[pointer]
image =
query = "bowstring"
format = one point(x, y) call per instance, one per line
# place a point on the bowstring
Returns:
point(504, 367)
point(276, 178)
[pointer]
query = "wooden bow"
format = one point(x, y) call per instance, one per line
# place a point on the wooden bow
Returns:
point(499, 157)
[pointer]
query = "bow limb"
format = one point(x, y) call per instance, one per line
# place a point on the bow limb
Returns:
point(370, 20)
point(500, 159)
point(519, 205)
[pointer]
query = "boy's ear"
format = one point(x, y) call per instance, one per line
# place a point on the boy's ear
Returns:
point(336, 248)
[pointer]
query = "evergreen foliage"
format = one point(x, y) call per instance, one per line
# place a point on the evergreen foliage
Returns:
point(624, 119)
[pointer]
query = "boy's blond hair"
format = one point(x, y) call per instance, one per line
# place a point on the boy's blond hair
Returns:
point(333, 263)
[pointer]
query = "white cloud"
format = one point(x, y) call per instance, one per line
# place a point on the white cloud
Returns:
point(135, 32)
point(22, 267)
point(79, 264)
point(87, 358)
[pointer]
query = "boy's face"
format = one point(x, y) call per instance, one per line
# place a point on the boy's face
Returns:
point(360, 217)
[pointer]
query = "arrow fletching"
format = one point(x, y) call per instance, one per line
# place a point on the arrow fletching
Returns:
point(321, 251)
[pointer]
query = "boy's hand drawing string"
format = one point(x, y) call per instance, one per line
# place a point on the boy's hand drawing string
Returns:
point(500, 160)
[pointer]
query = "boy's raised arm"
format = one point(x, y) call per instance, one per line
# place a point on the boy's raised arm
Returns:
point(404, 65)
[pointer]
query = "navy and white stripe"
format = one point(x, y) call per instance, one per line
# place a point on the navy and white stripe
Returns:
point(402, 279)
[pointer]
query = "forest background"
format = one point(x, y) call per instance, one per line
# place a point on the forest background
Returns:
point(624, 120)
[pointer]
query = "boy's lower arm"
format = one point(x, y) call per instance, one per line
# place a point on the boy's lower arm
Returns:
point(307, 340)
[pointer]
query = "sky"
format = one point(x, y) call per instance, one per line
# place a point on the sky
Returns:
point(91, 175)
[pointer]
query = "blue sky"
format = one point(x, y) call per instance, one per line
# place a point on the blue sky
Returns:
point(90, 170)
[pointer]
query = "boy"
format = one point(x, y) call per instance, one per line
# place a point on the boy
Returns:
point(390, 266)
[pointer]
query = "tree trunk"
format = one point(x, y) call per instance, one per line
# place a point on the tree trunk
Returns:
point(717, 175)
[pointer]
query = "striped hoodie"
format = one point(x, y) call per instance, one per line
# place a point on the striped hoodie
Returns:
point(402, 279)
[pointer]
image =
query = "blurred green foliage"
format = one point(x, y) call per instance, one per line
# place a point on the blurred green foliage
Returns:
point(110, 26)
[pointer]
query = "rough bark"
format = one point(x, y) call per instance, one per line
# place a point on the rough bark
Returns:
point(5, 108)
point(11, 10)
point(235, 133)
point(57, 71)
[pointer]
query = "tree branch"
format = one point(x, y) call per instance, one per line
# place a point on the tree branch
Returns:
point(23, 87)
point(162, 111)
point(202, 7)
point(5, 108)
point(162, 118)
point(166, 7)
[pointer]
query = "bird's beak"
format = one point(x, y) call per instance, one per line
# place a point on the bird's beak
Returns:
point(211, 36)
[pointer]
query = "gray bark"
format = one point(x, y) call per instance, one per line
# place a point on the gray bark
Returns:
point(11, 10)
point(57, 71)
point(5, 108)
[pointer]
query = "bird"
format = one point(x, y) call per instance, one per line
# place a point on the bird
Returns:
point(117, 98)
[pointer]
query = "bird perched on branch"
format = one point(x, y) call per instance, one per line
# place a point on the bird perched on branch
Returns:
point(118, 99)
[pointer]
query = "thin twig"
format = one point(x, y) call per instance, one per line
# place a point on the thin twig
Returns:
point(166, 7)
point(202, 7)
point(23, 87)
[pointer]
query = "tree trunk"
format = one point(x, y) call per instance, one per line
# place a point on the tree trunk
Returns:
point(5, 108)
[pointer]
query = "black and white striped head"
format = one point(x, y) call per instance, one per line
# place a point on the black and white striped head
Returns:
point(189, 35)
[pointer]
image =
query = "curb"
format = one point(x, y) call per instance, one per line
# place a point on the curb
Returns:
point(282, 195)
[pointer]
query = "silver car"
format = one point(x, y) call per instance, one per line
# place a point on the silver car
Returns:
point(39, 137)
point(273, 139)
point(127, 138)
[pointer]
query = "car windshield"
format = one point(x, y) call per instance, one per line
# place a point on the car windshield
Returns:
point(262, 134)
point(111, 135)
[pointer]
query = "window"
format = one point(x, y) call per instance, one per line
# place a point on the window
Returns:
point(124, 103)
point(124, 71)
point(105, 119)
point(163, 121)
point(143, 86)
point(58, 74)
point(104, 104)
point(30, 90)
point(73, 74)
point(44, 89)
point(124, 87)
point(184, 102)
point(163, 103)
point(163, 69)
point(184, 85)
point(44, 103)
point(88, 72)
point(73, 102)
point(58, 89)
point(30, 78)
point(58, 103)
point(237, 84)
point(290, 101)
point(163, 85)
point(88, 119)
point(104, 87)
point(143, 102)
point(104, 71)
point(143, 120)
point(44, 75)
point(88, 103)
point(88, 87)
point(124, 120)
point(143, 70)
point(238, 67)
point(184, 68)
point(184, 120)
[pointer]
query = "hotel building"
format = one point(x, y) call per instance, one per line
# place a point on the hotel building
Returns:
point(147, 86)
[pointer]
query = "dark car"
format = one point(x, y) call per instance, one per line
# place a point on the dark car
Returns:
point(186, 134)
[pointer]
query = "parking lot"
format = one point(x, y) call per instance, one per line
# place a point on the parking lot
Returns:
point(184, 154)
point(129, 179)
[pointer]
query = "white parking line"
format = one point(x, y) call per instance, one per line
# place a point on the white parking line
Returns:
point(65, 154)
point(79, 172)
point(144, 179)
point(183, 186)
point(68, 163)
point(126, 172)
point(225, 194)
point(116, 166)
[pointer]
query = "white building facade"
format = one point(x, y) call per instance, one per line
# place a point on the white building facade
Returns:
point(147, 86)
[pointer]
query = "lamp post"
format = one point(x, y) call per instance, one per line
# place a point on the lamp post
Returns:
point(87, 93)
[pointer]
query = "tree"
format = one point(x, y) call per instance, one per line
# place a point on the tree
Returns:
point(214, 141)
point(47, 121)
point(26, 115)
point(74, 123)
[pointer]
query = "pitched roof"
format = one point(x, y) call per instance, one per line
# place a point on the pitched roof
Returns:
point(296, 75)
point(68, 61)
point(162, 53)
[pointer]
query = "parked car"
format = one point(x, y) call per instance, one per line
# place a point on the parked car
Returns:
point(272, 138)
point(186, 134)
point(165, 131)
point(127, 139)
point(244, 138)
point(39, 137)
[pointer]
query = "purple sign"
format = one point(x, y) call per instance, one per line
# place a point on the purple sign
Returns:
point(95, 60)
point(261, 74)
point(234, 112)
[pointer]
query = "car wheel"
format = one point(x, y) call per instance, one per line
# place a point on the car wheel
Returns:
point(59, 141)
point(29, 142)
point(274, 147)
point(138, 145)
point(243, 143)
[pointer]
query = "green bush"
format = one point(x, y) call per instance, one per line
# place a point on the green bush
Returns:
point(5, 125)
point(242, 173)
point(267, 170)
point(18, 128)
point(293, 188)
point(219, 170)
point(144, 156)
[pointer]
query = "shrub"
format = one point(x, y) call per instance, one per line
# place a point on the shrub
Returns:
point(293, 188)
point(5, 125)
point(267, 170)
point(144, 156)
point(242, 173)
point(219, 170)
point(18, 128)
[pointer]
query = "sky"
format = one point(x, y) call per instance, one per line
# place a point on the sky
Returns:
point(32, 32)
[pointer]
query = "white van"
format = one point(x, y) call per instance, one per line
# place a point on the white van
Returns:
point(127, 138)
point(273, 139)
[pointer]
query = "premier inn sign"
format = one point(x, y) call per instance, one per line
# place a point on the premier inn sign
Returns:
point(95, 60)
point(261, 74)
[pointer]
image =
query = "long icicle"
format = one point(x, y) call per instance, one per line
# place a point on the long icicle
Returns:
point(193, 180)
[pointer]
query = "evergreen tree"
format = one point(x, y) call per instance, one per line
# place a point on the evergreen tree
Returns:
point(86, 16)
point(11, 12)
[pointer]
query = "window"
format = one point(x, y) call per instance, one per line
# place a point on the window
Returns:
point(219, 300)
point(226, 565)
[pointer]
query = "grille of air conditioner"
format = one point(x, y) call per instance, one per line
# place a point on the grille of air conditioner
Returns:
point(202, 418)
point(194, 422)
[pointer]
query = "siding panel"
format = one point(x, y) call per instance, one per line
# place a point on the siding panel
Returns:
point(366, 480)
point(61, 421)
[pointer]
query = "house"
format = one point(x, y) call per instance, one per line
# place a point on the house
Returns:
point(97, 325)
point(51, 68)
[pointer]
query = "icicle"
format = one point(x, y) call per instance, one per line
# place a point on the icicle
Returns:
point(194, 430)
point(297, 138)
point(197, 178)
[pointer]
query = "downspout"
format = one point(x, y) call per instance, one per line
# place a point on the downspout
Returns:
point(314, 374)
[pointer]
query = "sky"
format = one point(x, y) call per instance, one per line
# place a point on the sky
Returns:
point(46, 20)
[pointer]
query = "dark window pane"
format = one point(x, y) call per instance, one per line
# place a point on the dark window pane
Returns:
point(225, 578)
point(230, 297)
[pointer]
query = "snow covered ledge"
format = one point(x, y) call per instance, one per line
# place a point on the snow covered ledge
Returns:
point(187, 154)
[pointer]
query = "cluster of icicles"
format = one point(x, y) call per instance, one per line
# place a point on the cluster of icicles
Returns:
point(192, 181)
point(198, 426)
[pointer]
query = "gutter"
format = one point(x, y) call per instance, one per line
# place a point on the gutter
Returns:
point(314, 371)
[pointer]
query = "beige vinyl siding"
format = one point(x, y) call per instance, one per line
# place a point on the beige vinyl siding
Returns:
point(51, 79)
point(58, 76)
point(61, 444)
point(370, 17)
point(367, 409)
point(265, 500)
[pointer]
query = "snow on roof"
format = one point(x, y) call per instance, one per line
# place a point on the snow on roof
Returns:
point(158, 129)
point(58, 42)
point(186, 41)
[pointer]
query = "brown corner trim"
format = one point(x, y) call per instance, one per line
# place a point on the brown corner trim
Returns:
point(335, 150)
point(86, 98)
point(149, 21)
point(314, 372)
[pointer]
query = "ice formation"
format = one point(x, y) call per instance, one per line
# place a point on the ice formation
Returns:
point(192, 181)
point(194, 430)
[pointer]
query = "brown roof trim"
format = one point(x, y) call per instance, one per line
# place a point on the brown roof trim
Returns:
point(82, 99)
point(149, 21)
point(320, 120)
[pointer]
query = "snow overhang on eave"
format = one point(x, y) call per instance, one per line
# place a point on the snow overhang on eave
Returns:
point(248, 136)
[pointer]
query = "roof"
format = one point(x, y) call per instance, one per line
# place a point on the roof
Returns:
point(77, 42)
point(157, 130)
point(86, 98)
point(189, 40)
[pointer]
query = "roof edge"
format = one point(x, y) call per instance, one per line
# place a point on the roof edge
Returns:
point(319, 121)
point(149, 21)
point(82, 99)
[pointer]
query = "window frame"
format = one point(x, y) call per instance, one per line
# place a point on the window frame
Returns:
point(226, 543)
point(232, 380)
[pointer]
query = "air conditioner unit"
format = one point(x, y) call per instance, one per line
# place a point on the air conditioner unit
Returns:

····················

### The problem
Recast everything from the top of the listing down to the line containing "point(499, 157)" as a numbered list, one line per item. Leave out any blank lines.

### Right answer
1. [pointer]
2. image =
3. query = "bowstring"
4. format = one point(x, y) call per instance, one per line
5. # place a point on the bowstring
6. Returns:
7. point(504, 367)
8. point(276, 178)
9. [pointer]
10. query = "wooden bow"
11. format = one point(x, y) call per instance, one per line
12. # place a point on the wooden bow
13. Returns:
14. point(499, 157)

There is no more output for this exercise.